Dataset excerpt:

────

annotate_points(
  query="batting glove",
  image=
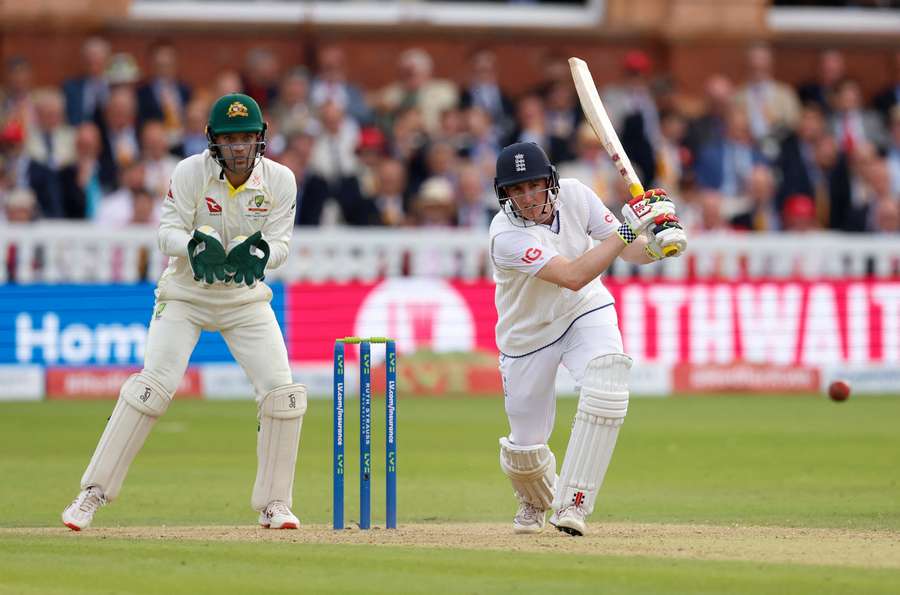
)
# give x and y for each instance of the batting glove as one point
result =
(640, 212)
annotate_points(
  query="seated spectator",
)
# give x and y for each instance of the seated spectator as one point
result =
(889, 98)
(799, 214)
(89, 178)
(418, 88)
(832, 69)
(850, 123)
(476, 205)
(331, 84)
(434, 205)
(726, 165)
(50, 146)
(800, 173)
(86, 95)
(164, 97)
(763, 212)
(771, 107)
(20, 206)
(158, 162)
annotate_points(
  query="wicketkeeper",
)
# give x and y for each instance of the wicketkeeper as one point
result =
(553, 309)
(227, 217)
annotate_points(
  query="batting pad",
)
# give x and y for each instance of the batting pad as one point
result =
(280, 417)
(602, 406)
(141, 401)
(532, 471)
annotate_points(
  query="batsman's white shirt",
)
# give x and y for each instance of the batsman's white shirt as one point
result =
(200, 195)
(533, 313)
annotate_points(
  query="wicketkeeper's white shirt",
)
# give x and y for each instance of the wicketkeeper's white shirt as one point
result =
(533, 313)
(199, 194)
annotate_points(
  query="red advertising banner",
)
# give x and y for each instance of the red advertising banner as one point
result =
(777, 322)
(104, 383)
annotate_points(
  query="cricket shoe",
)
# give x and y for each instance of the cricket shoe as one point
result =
(529, 519)
(277, 515)
(570, 520)
(79, 514)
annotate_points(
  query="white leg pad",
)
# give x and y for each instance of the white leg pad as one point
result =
(280, 418)
(602, 406)
(141, 401)
(532, 471)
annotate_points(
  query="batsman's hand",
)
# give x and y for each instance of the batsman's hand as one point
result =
(247, 261)
(207, 257)
(667, 238)
(640, 212)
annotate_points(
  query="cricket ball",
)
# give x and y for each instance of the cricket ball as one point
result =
(839, 390)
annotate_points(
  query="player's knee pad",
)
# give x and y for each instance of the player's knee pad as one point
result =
(604, 390)
(141, 401)
(532, 471)
(280, 420)
(146, 395)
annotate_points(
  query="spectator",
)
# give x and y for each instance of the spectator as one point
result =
(850, 123)
(117, 209)
(484, 92)
(15, 96)
(634, 115)
(772, 107)
(120, 139)
(710, 126)
(889, 98)
(417, 88)
(89, 178)
(158, 162)
(260, 77)
(726, 165)
(50, 147)
(763, 212)
(800, 173)
(330, 84)
(832, 69)
(164, 96)
(20, 206)
(476, 206)
(893, 154)
(799, 214)
(434, 205)
(86, 96)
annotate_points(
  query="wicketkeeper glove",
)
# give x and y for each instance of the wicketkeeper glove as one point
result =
(207, 257)
(640, 212)
(248, 264)
(667, 238)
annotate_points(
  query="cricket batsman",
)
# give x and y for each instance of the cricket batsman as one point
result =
(552, 308)
(227, 217)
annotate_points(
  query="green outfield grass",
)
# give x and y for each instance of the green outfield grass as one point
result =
(763, 461)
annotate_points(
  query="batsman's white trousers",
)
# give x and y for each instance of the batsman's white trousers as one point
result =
(250, 330)
(529, 382)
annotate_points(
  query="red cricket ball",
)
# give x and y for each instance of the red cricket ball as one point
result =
(839, 390)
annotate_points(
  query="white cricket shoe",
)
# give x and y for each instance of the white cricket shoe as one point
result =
(570, 520)
(79, 514)
(529, 519)
(277, 515)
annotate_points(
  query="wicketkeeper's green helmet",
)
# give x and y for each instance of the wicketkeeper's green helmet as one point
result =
(235, 113)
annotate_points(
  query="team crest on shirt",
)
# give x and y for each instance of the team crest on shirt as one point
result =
(237, 110)
(258, 206)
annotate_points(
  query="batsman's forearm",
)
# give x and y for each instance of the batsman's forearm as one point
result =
(173, 241)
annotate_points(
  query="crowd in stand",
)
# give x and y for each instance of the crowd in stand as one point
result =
(754, 154)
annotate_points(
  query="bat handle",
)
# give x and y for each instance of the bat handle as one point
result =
(637, 189)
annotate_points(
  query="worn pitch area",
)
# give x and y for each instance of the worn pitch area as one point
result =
(789, 545)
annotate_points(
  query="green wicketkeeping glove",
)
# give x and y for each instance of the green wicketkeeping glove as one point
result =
(248, 266)
(207, 256)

────

YOUR OBJECTIVE »
Copy out the records above in full, exactly as written, but not the pictures.

RESULT BELOW »
annotate_points(
  query="batting glove",
  image=
)
# give x and y for each instance of the batting glove as one point
result =
(640, 212)
annotate_points(
  query="seated spectator",
)
# give x and y for each instance of the seated spectator as one point
result =
(889, 98)
(799, 214)
(89, 178)
(418, 88)
(832, 69)
(850, 123)
(476, 205)
(331, 84)
(434, 205)
(726, 165)
(50, 146)
(800, 173)
(86, 95)
(164, 97)
(763, 212)
(771, 107)
(20, 206)
(158, 162)
annotate_points(
  query="wicketkeeper",
)
# give x and y for each instance of the wicketkeeper as one point
result =
(553, 309)
(227, 217)
annotate_points(
  query="batting pad",
)
# give x and y for each instance of the batting pad as one point
result =
(280, 417)
(602, 406)
(141, 401)
(532, 471)
annotate_points(
  query="batsman's white shirt",
)
# give x and y for each instance of the batsman's white shirt as one point
result =
(200, 195)
(533, 313)
annotate_points(
  query="wicketkeeper's white shirt",
)
# give x and y for each instance of the wicketkeeper's white shirt as one point
result =
(533, 313)
(199, 194)
annotate_points(
  query="red advertising banner",
)
# give x and y for each instance of the red advertising banner as one point
result =
(777, 322)
(104, 383)
annotate_points(
  query="cricket shoe",
)
# give x and y for each instance of the cricket shoe as one point
result =
(529, 519)
(277, 515)
(570, 520)
(79, 514)
annotate_points(
  query="white leg pad",
)
# give x and y for each instance of the white leg pad as one point
result =
(280, 418)
(602, 406)
(141, 401)
(532, 471)
annotate_points(
  query="batsman's hand",
)
# give x and y for each instance of the batsman's hand as one point
result =
(247, 261)
(207, 257)
(667, 238)
(640, 212)
annotate_points(
  query="cricket ball",
)
# give x and y for each instance of the cricket ball as one point
result =
(839, 390)
annotate_points(
  query="player's knee pad",
)
# give x and y for each instance of the player's knee pad as one point
result =
(604, 390)
(141, 401)
(532, 471)
(280, 420)
(146, 395)
annotate_points(
  query="spectator",
)
# give x and y for each instance of the spectator as one point
result =
(850, 123)
(117, 209)
(484, 92)
(15, 96)
(634, 115)
(772, 107)
(120, 139)
(710, 126)
(889, 98)
(417, 88)
(89, 178)
(158, 162)
(260, 77)
(726, 165)
(50, 147)
(763, 212)
(800, 173)
(330, 84)
(832, 69)
(164, 96)
(20, 206)
(476, 206)
(893, 154)
(799, 214)
(434, 205)
(86, 96)
annotate_points(
  query="wicketkeeper glove",
)
# give x and y for each instance of the wicketkeeper glove as one point
result =
(207, 257)
(640, 212)
(248, 264)
(667, 238)
annotate_points(
  query="cricket batsman",
)
# give x and y for each instance of the cricket batsman as one point
result =
(552, 308)
(227, 217)
annotate_points(
  query="green outfield grass",
)
# give x and y for each instance of the green outfield grass as one point
result =
(763, 461)
annotate_points(
  query="batsman's white trousers",
)
# give x and y for each instance of the batsman's white trousers as one point
result =
(250, 330)
(529, 382)
annotate_points(
  query="red cricket ball",
)
# give x and y for each instance of the red cricket ball as one point
result =
(839, 390)
annotate_points(
  query="white cricket shoe",
)
# give x and y for each instance of the white cricket shoe as one point
result =
(570, 520)
(79, 514)
(529, 519)
(277, 515)
annotate_points(
  query="wicketkeeper's green helmet",
)
# give x and y for each instance of the wicketkeeper's green helmet as one point
result =
(235, 113)
annotate_points(
  query="team crest on shirt",
)
# give x and y for each instance of the team crest on shirt as one point
result =
(237, 110)
(258, 206)
annotate_points(
  query="batsman's forearm",
)
# give x and y for each instance of the batsman's forearm as one point
result =
(173, 241)
annotate_points(
  query="crowd in stand",
)
# give x and y for each instance of the crowd in stand as one point
result =
(754, 154)
annotate_points(
  query="bat handle",
)
# give x and y for each instance of the bat handle as one point
result =
(637, 189)
annotate_points(
  query="worn pitch area",
)
# give x and y for each instance of the worn pitch area as one point
result =
(789, 545)
annotate_points(
  query="green wicketkeeping glove",
)
# give x and y for each instance of the green wicketkeeping glove as one point
result =
(248, 266)
(207, 256)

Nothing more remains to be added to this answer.